* Given data:
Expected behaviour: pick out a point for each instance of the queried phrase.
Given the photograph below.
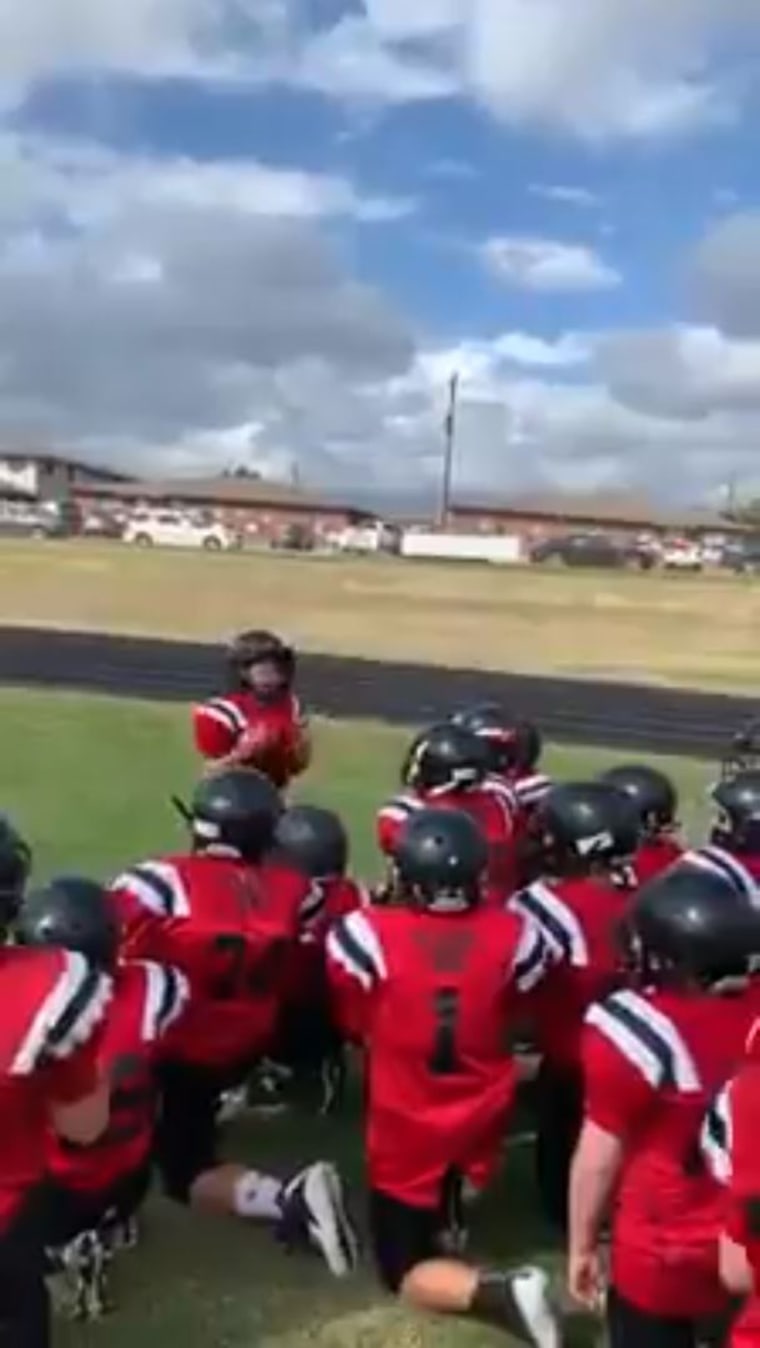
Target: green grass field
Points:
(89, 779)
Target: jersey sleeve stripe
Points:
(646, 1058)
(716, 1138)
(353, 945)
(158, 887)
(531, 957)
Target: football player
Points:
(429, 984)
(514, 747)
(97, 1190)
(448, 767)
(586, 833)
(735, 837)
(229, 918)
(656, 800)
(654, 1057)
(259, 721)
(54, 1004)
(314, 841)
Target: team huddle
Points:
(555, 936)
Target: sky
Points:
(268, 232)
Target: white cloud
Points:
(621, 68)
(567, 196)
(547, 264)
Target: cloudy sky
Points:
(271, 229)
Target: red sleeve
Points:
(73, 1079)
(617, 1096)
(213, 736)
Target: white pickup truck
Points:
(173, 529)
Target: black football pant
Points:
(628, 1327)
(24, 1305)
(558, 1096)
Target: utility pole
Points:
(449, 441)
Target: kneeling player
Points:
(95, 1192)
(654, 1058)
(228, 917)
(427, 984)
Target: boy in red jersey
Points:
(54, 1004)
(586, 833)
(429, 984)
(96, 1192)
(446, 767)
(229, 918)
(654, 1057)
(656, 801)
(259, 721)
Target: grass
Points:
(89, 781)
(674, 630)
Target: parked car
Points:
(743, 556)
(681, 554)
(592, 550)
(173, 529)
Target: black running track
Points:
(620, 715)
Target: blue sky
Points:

* Stated problem:
Copy out all of the material above word for word, leaving out the picture.

* Correct response:
Expected behaviour: pick out a point for each instance of the queried phrase.
Given the photograph below.
Target: green grass field
Points:
(89, 779)
Target: jersey sleeve stripe
Points:
(646, 1058)
(716, 1138)
(353, 945)
(158, 887)
(531, 957)
Target: football player
Points:
(429, 984)
(514, 747)
(97, 1190)
(448, 767)
(586, 833)
(735, 837)
(229, 918)
(656, 800)
(654, 1057)
(259, 721)
(54, 1004)
(314, 841)
Target: team huddle
Points:
(555, 936)
Target: sky
Points:
(268, 232)
Target: white cloud
Points:
(621, 68)
(567, 196)
(547, 264)
Target: cloudy sky
Points:
(271, 229)
Target: red sleeve
Points:
(73, 1079)
(617, 1096)
(213, 736)
Target: white pickup truck
Points:
(173, 529)
Target: black football pant
Points:
(628, 1327)
(24, 1305)
(558, 1096)
Target: utility pole
Points:
(449, 441)
Target: kneeling player
Points:
(95, 1192)
(654, 1058)
(228, 917)
(427, 984)
Target: boy in red jersey
Points:
(54, 1004)
(586, 833)
(429, 984)
(96, 1192)
(446, 767)
(229, 918)
(654, 1057)
(656, 801)
(259, 721)
Target: grass
Points:
(89, 781)
(674, 630)
Target: parked car
Points:
(743, 556)
(681, 554)
(592, 550)
(173, 529)
Target: black running track
Points:
(620, 715)
Target: blue sky
Points:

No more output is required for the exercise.